━━ Supplied text

This article is the seventh in a series called “Looking Ahead: the Future of Communications for Good,” produced in collaboration with the Communications Network. Look for additional pieces every other Wednesday, and add your thoughts in the comments section. Read the other articles in the series.
As the Communications Network celebrates its 40th anniversary, it is collaborating with the Chronicle to figure out what’s coming next.
Priya Parker, author of The Art of Gathering, believes too many people in the foundation and nonprofit world don’t see events and gatherings for what they truly are: a communications vehicle to share ideas, information, culture, and connection. Carrie Clyne, deputy director for events and community at the Communications Network, recently sat down with Parker to hear her advice for the sector as we look ahead. A lightly edited transcript follows.
In your book The Art of Gathering, you discuss how to create more purpose-driven events. How do you think this applies to leaders in the social sector?
Gathering is a form of power. It’s a form of influence. It’s a form of invitation into a conversation. And, yes, it’s also a form of communication. Because people who work at nonprofits have limited time and resources, every time you gather, every time you choose to convene, it’s deeply important that it’s not only strategic but purposeful.
Each institution has to ask these questions of itself: How do we gather? Who are we inviting? What does who’s in the room say about what our values are? What is the composition of our boards?
Gathering is a unit of time with a beginning, middle, and end. We should use it as an opportunity to ask, “What are the conversations that we think we never have time to have?”
In your book, you talk a lot about how meaningful gatherings don’t just happen — they need to be designed for; there is a rigor and strategy needed to make them meaningful. Can you tell us what you mean by that and share tips on practicing it?
The number one communication tip that will help all of your meetings is to give them a name. That will help from the perspective of how they actually run, how people show up, what they’re expecting to do or not do, whether they think they should be there, whether they want to be there.
And a name that actually means something, not just “Quarterly Meeting” but something like “Why Last Quarter Was Such a Disaster.” Or rather than “Gala,” describe who it’s for. Find playful or informative or bold or specific language. Use the name not just to block people’s time on their calendar but to prime people to understand: What is the social context of this gathering? What is this about? Who is this for? Do I need to be there?
What do you think most people misunderstand about gatherings?
Most of us take the majority of gatherings for granted. We’ve relegated the function of the convener into a logistical job. When you realize that gathering is a form of strategy and is a form of culture change, then you also realize that we often start with the wrong questions, which are the logistical questions. We actually need to start with the strategic questions. The most effective organizations, from a gathering perspective, are the ones that start further upstream. I know that an organization values gatherings when the people in the room at the beginning of the planning session are the CEO or the managing director or the decision makers.

━━━━
━━ Listing

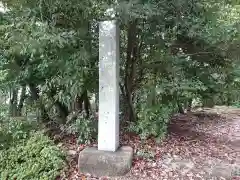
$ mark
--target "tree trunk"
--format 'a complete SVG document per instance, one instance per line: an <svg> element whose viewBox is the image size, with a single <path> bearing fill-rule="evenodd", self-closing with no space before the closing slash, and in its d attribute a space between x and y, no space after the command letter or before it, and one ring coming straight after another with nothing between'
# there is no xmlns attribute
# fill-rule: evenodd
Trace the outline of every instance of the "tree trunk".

━━━━

Exercise prompt: According to the interview on gatherings, what is the number one communication tip for improving meetings?

Worked solution: Give them a name.